Problem to solve: Write out, as an exact transcription, the line that has "Question: Is any gravel" and each line after it through the end of the data below.

Information:
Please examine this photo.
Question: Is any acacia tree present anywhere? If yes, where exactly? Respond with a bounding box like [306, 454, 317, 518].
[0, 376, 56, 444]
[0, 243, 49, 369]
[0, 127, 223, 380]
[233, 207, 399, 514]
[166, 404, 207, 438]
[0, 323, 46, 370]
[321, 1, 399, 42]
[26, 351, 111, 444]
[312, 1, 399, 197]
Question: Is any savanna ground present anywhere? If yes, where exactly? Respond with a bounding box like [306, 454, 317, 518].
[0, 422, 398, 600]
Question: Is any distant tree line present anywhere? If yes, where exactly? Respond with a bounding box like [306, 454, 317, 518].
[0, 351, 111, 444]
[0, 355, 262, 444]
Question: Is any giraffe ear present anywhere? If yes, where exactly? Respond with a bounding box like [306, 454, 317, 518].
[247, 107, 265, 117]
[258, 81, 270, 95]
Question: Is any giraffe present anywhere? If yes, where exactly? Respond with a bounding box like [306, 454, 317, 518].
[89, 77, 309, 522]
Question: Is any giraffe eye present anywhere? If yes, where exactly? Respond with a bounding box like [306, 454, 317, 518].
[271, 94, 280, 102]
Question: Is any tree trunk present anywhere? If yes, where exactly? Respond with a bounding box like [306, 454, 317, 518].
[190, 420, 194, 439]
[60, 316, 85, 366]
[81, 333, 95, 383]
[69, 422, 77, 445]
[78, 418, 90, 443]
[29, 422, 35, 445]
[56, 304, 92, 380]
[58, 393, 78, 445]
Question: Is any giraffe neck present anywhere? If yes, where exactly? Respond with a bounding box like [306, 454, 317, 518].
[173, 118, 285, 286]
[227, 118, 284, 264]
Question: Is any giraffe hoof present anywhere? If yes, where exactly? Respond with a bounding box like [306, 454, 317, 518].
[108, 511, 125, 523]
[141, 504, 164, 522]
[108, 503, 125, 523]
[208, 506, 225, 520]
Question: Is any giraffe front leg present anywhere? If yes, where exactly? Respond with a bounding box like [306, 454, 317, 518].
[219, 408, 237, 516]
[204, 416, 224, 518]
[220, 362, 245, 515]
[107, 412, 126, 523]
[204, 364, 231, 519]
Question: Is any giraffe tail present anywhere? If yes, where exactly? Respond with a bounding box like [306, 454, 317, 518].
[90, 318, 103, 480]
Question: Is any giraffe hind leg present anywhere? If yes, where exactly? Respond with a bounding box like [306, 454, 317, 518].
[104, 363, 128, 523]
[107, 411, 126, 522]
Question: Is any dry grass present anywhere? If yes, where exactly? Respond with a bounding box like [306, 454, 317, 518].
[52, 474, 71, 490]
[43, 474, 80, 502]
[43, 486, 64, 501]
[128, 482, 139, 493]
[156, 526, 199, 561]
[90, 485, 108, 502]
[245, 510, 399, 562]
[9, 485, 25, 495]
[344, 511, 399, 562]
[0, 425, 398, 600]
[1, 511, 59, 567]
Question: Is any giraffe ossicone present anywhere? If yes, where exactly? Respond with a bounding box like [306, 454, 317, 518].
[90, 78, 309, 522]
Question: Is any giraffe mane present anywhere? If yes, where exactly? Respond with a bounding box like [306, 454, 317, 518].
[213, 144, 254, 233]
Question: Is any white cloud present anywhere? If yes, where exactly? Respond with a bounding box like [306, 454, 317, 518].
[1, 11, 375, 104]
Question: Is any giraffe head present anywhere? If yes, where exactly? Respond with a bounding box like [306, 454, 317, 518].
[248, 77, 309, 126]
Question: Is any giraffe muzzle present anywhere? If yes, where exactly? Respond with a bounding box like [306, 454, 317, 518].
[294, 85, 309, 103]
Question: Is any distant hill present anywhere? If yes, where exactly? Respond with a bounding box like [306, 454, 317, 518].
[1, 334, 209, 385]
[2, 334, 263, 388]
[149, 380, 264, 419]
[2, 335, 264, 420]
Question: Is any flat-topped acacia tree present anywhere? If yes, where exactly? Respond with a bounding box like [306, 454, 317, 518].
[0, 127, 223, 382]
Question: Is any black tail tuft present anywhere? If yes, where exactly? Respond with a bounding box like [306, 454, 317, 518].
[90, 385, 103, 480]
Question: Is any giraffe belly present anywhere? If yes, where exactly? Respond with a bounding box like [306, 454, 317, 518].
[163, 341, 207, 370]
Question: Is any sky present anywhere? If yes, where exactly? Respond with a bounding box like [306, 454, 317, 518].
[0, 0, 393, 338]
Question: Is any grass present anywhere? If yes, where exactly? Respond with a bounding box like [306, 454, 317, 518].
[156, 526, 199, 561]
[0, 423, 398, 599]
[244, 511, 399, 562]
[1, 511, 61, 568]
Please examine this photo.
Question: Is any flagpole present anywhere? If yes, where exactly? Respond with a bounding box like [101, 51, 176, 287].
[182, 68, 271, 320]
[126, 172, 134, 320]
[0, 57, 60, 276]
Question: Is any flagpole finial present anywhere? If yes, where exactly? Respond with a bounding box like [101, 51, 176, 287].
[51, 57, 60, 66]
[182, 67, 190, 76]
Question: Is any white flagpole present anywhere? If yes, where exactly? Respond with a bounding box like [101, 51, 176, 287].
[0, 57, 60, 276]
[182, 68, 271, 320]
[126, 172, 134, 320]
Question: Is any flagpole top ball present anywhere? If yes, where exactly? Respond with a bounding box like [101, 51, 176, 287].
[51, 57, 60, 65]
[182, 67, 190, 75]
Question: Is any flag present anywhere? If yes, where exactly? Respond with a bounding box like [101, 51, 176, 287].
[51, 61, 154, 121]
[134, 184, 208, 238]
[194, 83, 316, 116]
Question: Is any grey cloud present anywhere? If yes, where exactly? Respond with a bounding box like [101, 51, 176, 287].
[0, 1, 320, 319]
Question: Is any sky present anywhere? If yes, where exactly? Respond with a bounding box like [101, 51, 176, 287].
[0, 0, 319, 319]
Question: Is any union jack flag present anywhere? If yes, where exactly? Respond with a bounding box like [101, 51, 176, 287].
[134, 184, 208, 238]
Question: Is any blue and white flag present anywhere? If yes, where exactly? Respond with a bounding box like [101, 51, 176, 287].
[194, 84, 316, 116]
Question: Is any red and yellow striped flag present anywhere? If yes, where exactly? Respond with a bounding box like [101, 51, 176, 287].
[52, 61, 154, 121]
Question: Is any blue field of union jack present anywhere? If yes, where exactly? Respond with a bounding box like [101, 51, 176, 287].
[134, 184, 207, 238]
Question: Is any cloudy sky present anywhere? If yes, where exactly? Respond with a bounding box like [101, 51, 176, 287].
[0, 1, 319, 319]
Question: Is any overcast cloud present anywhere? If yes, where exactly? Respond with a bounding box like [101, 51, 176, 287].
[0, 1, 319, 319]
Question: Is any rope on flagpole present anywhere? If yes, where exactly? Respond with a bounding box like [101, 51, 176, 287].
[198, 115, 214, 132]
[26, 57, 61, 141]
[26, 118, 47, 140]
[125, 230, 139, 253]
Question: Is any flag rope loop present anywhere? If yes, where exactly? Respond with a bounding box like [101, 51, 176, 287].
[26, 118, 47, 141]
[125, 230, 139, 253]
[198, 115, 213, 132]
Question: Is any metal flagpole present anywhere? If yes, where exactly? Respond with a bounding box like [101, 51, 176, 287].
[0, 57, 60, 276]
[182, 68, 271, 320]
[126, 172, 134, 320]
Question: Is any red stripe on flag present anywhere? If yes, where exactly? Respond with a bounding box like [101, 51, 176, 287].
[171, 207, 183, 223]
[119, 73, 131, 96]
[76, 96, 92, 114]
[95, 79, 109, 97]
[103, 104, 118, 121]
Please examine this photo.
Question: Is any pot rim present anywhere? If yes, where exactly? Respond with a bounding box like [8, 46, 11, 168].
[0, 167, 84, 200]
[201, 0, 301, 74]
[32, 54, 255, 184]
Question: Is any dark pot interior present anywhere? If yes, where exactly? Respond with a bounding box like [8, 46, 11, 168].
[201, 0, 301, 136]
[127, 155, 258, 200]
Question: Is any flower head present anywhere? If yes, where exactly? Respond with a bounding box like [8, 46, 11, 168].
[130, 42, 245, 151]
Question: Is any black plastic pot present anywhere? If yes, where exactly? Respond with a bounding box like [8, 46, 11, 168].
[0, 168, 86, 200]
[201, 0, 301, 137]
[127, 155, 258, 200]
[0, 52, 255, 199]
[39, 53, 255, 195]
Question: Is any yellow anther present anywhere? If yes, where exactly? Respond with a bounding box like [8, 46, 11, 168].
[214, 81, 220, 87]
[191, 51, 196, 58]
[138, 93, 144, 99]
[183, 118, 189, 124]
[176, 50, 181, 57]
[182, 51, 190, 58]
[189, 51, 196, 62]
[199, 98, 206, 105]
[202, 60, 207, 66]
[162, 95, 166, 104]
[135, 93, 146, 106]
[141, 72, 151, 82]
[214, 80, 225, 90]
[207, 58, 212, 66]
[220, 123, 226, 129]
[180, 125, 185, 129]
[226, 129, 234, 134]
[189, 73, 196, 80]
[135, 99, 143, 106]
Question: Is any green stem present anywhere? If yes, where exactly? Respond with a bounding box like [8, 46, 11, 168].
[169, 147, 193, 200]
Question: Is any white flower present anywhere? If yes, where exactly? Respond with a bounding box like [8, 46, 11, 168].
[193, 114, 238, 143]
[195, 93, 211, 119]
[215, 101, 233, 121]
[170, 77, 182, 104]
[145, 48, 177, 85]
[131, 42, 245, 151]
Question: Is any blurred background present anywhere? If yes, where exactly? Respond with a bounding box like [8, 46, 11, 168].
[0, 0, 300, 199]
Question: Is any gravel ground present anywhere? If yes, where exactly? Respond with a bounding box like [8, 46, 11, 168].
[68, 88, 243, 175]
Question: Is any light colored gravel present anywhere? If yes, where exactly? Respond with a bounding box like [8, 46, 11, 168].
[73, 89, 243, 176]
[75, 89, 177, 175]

Answer space:
Question: Is any gravel ground present anywhere? If yes, where exactly? Respond with a bounding box like [8, 46, 11, 168].
[68, 88, 243, 175]
Question: Is any light colored gravel present anywhere? If yes, where exactly? Respond with a bounding box like [8, 46, 11, 168].
[73, 89, 243, 176]
[75, 89, 177, 175]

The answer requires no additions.